(Coordinate annotation entries)
□ □ □ □

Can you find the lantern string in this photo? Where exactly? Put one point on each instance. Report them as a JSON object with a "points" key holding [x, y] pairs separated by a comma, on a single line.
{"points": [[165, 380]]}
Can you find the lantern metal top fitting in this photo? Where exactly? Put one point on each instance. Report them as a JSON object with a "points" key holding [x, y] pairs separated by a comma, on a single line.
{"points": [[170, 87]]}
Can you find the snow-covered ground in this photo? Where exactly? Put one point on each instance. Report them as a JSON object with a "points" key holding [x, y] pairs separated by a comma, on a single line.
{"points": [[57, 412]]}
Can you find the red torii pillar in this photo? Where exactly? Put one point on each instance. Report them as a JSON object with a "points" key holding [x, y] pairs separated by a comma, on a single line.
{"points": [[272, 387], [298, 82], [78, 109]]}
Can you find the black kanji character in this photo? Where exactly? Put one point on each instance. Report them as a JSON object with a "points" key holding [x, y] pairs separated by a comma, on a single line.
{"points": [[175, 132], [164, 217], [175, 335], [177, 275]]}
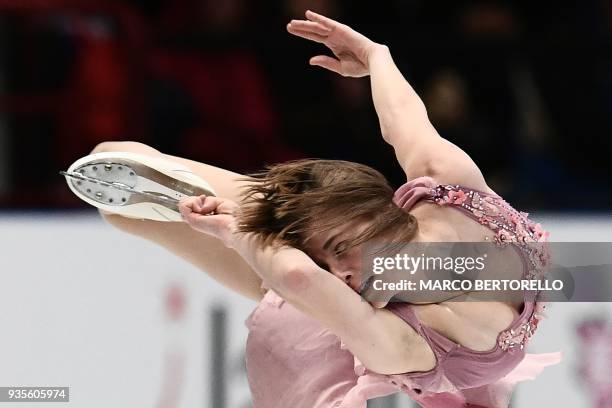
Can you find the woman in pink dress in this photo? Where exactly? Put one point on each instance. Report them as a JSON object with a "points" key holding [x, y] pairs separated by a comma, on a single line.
{"points": [[290, 238]]}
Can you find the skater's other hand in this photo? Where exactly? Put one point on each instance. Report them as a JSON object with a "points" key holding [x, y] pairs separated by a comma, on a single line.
{"points": [[351, 49], [210, 215]]}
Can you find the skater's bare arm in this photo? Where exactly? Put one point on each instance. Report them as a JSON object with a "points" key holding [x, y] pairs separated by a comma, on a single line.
{"points": [[402, 115]]}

□ □ □ □

- _Task to carry out_:
From the line with "Can you find the woman" to the last line of the material, give every line again exactly, and only those lines.

- _Task answer_:
Can you find the woman in pink dress in this photo? Where exactly? Put one point on each instance. Report them as a JSON object with a "points" key holding [x, y] pairs separated by a comma, on a single line.
{"points": [[290, 238]]}
Can you find the skater's other hand in this photo? Where exactly? Put one point on each instance. Report them as a JSON object with a "points" key holding [x, y] pairs separated by a comma, on a single line.
{"points": [[351, 49], [210, 215]]}
Can you find the skater's bare arm in this photo? Where exactly? Put one point on each instance. Report them as a JSON object with a "points" key holding [x, y] pairs separated by a comma, on a single line.
{"points": [[402, 115]]}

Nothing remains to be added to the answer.